Data for review:
((

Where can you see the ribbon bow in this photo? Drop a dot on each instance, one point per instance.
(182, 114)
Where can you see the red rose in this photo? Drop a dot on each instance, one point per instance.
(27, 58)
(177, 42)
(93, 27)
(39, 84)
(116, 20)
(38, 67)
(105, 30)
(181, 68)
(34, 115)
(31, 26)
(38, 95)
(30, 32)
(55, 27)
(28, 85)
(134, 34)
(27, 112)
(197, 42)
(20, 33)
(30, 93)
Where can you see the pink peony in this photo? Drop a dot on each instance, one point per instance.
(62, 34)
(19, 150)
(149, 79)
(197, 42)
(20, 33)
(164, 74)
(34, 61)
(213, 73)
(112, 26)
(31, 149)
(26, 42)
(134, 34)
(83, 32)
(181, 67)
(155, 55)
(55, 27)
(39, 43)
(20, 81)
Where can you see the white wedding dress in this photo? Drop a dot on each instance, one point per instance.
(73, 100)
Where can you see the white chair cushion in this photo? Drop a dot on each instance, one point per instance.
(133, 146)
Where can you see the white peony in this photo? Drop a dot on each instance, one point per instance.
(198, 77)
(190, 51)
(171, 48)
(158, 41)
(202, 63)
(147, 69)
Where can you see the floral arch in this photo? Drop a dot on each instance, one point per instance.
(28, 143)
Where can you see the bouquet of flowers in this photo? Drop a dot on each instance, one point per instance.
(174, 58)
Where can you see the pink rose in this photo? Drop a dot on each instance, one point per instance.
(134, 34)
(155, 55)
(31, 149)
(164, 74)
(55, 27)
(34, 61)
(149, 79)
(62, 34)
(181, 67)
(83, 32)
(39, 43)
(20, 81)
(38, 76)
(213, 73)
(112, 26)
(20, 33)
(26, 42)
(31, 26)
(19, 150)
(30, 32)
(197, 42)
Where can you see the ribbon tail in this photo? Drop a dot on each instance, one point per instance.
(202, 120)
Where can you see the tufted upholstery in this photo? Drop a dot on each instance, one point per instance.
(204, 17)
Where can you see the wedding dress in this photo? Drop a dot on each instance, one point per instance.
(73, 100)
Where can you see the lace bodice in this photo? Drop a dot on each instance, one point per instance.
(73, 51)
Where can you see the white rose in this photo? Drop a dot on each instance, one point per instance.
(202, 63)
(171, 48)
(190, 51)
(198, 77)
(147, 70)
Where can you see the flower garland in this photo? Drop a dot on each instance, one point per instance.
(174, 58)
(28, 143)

))

Task description:
Only the span from the line with "Where can you see the pink rose" through the final line of the records goes in the output, each line unchanged.

Written solution:
Where can you see the pink rose in this photo? Drop a dot on each instance, one point per instance.
(134, 34)
(155, 55)
(31, 149)
(164, 74)
(55, 27)
(34, 61)
(149, 79)
(62, 34)
(181, 67)
(83, 32)
(39, 43)
(20, 81)
(38, 76)
(213, 73)
(112, 26)
(20, 33)
(26, 42)
(31, 26)
(19, 150)
(30, 32)
(197, 42)
Where can you see the ribbon tail in this photo? Drop a dot on each instance, one point per instance.
(202, 120)
Where can you see the tufted upholstery in this photo? Drop a dot on each instance, one point per instance.
(204, 17)
Where can you see the wedding dress in this photo? Drop a dot on each instance, one point per instance.
(73, 100)
Where can you see the lace bodice in this photo? Drop a dot on each instance, one point per instance.
(73, 51)
Where can you see the white rose in this photo? Drop a dot on each instance, one point per instance.
(202, 63)
(171, 48)
(190, 51)
(198, 77)
(147, 70)
Where can you see the flower garland in this photo? Drop a dot on each instance, one point per instance.
(174, 58)
(28, 143)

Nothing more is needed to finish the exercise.